Backstage at the Roxy Theatre, where Jack and his comic troupe recently drew laughs for a reported $10,000 per week, he was explaining while puffing his long cigar:
“Mary and I live quietly in our Beverly Hills house. No big noisy parties, no night clubs. A pleasant evening at home for us is a game of gin rummy with a few very close friends. And then early to bed.
“Food? Oh, we go for good, plain food like chops or hamburgers. I'm not hard to please. My tastes are very simple.”
The chops and hamburgers, though, are prepared by their expert cook. Other appurtenances of the simple Benny household include maid, butler, governess and swimming pool. While in New York they occupy a Sherry Netherlands tower suite.
Jack Benny, discarding his cigar and lighting a fresh one, then turned to his wife and fellow radio performer, Mary Livingstone. Blandly, he delivered this line to her:
“Isn't that so, Doll?”
“Why, of course, Doll,” she answered. In the couple's 20 years of marriage, they've been calling each other “Doll,” occasionally lapsing into “Babe.” Then “Doll” (Mary) turned to the reporter:
“We lead very ordinary lives, really. Our favorite game is golf, shoots in the 80s.”
In Beverly Hills, she added, Jack likes to hang around the house in bathrobe and slippers, and will often receive guests while he's dressed that way. They have a movie projector, and when their close friends — the Robert Taylors, the Gary Coopers or Burns and Allen drop over, a quiet evening of home movies is had by all. Sometimes they'll go to the fights or a night baseball game, or read.
____
Your assignment: In the Jack Benny piece, what weekly sum were he and his comic troupe reported to draw at the Roxy Theatre? Nothing in the listing is needed here.
____
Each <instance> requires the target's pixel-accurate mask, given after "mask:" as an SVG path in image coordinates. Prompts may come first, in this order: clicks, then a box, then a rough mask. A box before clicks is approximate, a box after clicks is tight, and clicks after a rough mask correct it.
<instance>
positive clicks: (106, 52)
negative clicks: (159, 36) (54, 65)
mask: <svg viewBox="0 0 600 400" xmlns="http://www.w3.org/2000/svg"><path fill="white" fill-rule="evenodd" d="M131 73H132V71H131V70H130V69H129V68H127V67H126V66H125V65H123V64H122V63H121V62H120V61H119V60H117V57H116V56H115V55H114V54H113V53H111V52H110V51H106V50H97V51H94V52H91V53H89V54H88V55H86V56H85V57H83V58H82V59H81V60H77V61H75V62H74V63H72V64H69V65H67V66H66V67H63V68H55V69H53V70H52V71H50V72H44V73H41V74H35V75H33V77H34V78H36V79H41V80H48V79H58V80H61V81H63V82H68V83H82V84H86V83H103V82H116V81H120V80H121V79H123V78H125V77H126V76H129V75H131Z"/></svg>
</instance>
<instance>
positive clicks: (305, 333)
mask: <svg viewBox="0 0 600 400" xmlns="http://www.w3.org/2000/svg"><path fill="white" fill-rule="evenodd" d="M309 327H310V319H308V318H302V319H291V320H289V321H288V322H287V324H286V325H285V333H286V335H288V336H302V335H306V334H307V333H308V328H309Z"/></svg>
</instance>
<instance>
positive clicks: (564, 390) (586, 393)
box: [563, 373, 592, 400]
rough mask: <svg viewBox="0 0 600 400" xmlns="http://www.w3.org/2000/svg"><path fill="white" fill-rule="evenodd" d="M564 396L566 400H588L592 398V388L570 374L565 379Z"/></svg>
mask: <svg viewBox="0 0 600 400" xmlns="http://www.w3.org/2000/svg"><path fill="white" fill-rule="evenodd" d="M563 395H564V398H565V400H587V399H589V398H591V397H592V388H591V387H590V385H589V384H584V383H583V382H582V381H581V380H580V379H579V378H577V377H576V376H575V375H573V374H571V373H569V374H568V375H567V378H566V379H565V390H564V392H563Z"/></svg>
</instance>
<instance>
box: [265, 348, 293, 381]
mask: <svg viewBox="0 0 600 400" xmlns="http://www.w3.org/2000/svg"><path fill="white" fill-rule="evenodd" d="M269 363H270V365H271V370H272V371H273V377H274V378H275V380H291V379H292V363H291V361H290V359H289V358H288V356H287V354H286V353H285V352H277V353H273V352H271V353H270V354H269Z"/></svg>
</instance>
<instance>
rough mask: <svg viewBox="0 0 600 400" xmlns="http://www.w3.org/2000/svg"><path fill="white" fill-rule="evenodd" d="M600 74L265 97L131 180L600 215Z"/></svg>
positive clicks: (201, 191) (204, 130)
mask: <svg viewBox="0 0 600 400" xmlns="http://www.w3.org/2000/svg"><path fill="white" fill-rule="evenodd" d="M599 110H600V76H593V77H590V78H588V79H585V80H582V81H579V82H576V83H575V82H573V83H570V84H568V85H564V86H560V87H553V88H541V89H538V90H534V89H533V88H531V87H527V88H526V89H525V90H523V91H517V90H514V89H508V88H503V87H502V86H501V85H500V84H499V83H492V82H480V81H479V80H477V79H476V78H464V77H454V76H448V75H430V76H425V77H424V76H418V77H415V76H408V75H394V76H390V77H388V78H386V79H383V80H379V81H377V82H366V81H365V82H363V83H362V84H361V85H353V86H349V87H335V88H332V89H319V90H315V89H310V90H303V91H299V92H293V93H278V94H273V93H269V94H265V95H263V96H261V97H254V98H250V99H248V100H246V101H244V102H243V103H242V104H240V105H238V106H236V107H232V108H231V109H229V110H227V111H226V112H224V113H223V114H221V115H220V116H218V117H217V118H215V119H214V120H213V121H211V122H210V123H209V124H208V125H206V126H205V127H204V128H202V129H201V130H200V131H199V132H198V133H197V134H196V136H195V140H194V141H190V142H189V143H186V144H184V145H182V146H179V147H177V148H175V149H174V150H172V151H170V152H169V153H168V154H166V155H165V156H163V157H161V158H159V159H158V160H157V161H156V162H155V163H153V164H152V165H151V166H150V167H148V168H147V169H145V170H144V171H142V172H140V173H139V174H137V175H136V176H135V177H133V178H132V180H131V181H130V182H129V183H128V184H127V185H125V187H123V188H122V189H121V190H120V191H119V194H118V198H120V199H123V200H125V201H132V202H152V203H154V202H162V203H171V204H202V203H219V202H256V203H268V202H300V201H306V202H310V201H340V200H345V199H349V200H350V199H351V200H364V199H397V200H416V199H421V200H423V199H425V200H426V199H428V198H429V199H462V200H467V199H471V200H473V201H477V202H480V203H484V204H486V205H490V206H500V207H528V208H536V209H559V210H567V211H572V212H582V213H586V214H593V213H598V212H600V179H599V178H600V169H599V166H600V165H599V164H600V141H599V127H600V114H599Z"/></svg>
____
Result: $10,000 per week.